=== WORK ORDER ===
Please rewrite the stretch of the listing below from the line containing "The answer for" through the line containing "box: [81, 78, 107, 84]" as a numbered list, leaving out any blank lines.

=== INFORMATION ===
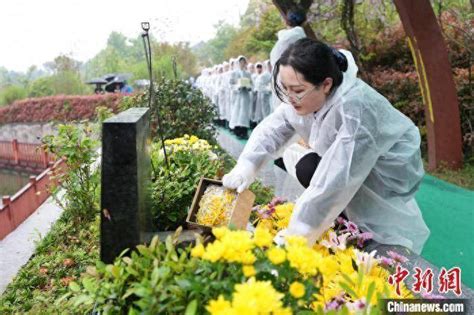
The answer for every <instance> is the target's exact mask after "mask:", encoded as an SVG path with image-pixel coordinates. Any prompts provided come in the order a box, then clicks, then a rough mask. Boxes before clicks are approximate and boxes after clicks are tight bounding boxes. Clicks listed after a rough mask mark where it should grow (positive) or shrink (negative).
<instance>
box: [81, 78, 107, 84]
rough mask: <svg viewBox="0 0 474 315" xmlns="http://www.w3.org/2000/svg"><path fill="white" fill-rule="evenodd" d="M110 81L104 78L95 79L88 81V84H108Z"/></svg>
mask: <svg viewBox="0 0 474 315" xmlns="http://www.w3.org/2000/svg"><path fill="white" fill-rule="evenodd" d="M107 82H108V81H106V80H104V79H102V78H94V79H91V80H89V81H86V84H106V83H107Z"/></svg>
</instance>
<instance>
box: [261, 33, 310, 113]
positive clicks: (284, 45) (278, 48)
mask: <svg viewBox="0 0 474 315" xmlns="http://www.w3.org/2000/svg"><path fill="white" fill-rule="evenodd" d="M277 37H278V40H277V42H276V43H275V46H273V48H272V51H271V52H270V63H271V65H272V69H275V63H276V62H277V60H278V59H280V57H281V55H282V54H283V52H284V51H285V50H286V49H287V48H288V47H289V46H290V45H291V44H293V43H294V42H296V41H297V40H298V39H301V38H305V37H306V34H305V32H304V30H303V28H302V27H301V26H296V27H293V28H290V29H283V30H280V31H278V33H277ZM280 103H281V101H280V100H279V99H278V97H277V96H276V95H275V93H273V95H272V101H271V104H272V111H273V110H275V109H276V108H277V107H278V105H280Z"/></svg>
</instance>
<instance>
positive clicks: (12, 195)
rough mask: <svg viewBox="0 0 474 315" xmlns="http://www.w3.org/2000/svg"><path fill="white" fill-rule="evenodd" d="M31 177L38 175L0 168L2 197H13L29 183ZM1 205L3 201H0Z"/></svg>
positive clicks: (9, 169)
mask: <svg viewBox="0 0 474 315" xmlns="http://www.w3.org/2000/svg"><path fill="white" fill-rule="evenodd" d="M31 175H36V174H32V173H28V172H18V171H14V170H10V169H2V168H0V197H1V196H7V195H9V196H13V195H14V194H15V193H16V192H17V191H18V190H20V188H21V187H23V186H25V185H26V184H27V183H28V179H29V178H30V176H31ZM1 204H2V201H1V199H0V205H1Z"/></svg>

* * *

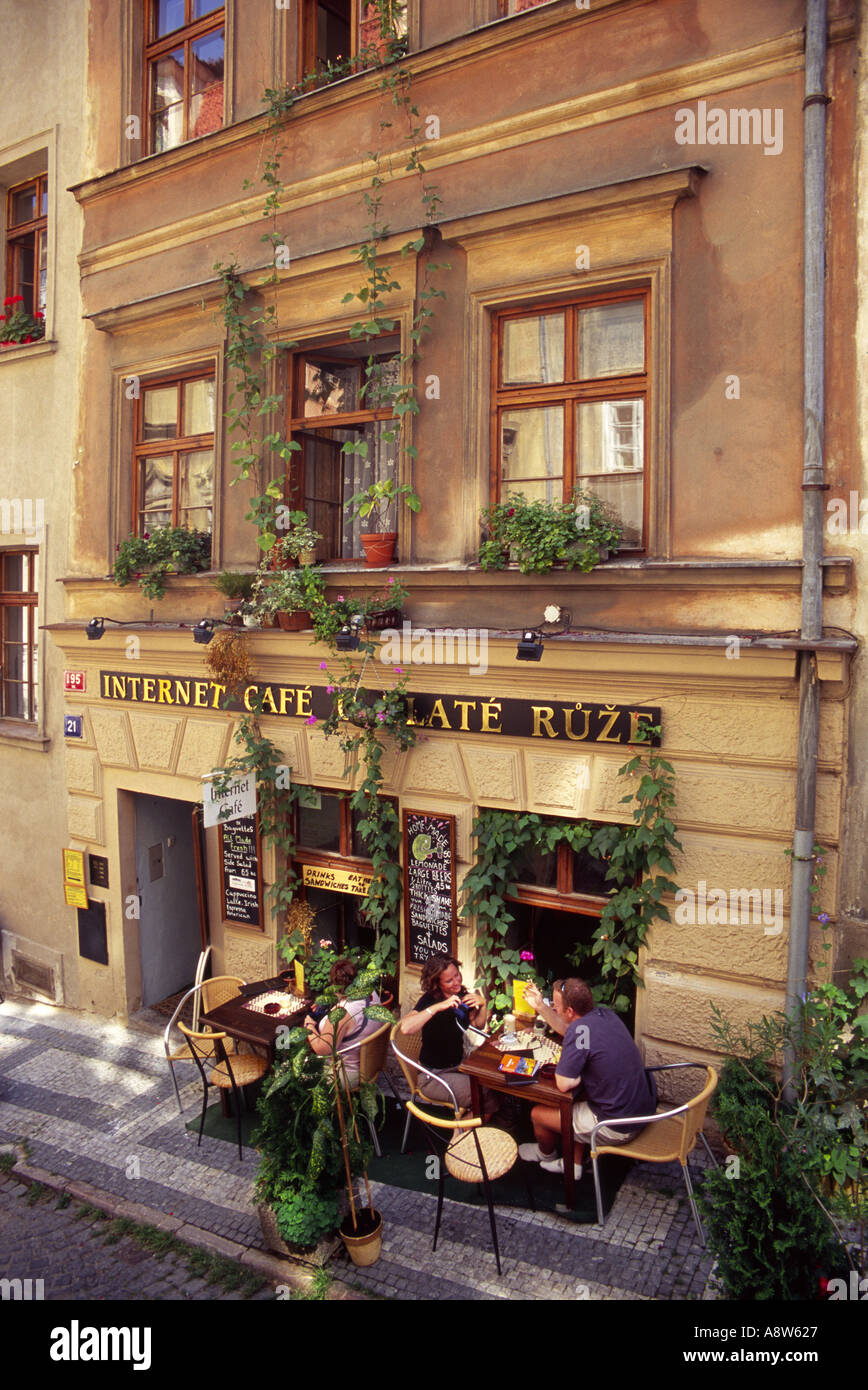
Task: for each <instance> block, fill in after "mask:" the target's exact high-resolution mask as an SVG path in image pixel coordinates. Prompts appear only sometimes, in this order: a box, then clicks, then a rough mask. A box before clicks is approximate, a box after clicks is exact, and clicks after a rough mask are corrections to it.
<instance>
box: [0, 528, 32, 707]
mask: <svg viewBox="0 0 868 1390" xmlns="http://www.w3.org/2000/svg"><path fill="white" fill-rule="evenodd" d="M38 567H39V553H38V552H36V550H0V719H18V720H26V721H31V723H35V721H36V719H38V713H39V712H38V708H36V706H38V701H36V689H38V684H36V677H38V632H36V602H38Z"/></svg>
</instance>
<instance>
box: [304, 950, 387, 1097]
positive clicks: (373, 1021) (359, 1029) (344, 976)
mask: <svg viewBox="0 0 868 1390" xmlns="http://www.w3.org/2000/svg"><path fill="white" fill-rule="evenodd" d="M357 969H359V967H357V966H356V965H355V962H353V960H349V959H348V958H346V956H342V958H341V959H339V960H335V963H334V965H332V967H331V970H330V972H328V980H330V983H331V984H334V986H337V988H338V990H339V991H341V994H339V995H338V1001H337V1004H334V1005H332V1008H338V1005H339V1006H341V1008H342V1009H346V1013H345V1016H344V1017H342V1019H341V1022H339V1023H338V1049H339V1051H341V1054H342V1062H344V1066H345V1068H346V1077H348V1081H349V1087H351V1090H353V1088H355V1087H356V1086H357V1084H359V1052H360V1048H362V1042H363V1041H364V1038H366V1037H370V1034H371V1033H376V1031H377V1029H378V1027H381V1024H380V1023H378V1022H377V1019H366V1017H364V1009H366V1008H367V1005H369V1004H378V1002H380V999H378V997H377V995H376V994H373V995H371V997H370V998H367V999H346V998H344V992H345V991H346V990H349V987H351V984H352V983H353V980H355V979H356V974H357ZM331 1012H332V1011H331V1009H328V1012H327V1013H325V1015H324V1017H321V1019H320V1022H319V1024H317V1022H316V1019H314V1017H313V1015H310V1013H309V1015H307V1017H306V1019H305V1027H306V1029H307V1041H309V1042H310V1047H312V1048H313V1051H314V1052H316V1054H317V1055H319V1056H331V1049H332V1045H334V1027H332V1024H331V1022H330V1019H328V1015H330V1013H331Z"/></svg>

--

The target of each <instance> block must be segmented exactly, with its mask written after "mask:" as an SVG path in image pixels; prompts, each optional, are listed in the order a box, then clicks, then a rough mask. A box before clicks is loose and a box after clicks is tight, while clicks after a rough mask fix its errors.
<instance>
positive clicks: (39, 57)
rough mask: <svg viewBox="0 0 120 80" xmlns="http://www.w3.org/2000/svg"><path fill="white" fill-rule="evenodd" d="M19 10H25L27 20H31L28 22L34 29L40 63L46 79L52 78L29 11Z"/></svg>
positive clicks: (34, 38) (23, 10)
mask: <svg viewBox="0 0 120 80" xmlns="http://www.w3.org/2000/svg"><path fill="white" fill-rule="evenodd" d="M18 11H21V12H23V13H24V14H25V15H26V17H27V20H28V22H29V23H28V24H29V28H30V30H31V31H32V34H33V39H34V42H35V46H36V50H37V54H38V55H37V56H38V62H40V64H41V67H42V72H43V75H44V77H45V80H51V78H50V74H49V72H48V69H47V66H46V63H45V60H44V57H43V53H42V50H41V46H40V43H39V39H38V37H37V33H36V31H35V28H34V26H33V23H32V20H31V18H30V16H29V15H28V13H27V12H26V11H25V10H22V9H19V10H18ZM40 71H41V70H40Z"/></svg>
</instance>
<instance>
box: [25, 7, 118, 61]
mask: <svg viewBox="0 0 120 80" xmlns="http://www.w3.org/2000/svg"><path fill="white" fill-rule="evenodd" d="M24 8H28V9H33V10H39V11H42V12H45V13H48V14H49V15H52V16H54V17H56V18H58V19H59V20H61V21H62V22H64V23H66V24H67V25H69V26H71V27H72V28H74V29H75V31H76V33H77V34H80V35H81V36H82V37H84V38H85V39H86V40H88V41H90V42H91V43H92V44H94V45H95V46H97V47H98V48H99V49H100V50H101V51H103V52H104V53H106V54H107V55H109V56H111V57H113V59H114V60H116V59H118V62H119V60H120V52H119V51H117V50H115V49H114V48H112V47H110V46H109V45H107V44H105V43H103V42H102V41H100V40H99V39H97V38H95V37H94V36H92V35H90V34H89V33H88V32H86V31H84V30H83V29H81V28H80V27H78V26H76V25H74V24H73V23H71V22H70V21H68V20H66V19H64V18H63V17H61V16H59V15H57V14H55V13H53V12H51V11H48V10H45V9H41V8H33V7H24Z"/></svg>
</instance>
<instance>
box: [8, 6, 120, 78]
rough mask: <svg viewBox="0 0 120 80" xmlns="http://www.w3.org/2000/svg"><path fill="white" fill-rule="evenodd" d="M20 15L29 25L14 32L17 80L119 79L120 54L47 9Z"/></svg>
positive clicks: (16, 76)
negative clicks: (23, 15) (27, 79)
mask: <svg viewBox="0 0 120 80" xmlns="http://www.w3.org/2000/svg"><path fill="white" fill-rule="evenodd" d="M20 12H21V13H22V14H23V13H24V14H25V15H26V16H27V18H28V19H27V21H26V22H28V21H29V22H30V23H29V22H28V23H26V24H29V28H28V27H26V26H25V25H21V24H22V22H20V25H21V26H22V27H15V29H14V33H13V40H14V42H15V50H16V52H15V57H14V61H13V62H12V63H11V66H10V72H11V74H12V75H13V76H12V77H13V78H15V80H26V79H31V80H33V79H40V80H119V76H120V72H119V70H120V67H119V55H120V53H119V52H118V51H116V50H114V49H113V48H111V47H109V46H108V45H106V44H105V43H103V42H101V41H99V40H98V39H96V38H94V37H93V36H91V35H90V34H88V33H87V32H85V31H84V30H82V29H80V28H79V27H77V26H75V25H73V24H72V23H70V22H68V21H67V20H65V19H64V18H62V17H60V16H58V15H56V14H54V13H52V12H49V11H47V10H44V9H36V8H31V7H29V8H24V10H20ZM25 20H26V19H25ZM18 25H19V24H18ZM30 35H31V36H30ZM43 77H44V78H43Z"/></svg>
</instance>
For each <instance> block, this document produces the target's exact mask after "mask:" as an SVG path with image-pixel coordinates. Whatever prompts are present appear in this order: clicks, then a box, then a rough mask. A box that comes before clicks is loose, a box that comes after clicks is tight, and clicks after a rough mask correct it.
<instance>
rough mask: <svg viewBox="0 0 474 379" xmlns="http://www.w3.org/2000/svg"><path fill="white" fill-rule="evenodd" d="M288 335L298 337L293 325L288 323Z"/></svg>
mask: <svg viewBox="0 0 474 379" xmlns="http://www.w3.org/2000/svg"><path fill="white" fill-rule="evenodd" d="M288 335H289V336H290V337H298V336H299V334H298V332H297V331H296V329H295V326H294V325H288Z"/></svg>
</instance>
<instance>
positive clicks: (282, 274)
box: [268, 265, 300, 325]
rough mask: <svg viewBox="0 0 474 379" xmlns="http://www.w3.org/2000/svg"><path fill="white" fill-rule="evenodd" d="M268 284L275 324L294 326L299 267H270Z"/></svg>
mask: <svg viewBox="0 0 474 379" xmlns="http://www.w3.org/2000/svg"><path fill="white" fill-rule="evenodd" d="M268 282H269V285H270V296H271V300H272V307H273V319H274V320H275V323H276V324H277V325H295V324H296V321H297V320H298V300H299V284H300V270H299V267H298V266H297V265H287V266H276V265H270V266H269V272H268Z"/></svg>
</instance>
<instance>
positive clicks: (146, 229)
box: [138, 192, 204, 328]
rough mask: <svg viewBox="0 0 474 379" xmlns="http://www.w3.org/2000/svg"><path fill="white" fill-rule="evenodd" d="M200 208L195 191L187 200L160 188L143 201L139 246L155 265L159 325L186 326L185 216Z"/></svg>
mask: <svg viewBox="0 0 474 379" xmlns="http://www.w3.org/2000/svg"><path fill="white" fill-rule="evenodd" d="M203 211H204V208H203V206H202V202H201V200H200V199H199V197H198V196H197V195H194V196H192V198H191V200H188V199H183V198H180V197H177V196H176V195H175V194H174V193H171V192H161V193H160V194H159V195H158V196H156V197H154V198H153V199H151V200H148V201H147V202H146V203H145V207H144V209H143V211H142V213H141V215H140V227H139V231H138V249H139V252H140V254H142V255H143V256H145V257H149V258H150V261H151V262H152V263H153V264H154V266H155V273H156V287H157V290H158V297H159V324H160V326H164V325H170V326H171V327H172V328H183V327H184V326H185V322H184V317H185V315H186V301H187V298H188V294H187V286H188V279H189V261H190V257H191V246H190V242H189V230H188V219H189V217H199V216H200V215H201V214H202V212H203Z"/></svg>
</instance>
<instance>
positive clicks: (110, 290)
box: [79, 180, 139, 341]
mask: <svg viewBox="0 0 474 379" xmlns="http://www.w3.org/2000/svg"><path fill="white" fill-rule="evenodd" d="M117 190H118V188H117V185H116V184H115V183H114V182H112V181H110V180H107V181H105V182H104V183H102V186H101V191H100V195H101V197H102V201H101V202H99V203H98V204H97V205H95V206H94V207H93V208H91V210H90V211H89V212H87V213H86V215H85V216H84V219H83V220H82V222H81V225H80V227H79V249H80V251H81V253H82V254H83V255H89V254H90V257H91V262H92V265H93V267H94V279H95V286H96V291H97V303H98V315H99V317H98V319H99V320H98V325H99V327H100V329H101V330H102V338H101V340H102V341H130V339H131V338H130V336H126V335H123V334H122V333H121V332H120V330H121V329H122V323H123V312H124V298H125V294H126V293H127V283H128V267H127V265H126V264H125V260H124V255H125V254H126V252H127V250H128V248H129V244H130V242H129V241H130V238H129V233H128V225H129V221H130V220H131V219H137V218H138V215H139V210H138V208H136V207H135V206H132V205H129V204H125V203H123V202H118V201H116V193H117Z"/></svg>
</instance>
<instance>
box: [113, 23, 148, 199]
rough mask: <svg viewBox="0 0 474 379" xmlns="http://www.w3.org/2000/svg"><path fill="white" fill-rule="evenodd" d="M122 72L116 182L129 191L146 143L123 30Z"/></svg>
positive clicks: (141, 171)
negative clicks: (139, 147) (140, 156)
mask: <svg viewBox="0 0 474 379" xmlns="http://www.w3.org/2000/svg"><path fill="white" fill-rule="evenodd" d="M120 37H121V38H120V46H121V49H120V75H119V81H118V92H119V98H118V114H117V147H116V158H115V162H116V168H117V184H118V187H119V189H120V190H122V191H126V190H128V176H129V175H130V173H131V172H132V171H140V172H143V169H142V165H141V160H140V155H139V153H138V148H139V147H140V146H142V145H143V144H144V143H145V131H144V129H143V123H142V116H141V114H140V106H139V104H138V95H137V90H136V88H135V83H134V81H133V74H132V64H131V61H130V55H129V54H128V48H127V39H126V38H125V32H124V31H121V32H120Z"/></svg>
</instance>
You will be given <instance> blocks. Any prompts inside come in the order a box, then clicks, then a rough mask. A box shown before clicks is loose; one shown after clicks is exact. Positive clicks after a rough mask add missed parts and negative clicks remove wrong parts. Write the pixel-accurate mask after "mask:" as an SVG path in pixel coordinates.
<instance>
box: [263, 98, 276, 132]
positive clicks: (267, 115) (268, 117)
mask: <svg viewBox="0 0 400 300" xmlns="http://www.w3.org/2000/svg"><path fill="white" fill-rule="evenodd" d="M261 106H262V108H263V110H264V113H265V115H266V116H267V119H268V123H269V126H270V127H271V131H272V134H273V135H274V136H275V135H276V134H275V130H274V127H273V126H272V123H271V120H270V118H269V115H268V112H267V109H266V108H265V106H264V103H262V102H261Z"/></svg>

=== YOUR SOLUTION ===
1. The answer for every <instance> is the target's exact mask after "mask:", encoded as an SVG path with image-pixel coordinates. Any prompts provided come in the order a box, then clicks, then a rough mask. Boxes before clicks are approximate and boxes after clicks are tight bounding boxes. Clicks listed after a rough mask mark where it should grow (positive) or shrink (negative).
2. <instance>
3. box: [81, 78, 107, 84]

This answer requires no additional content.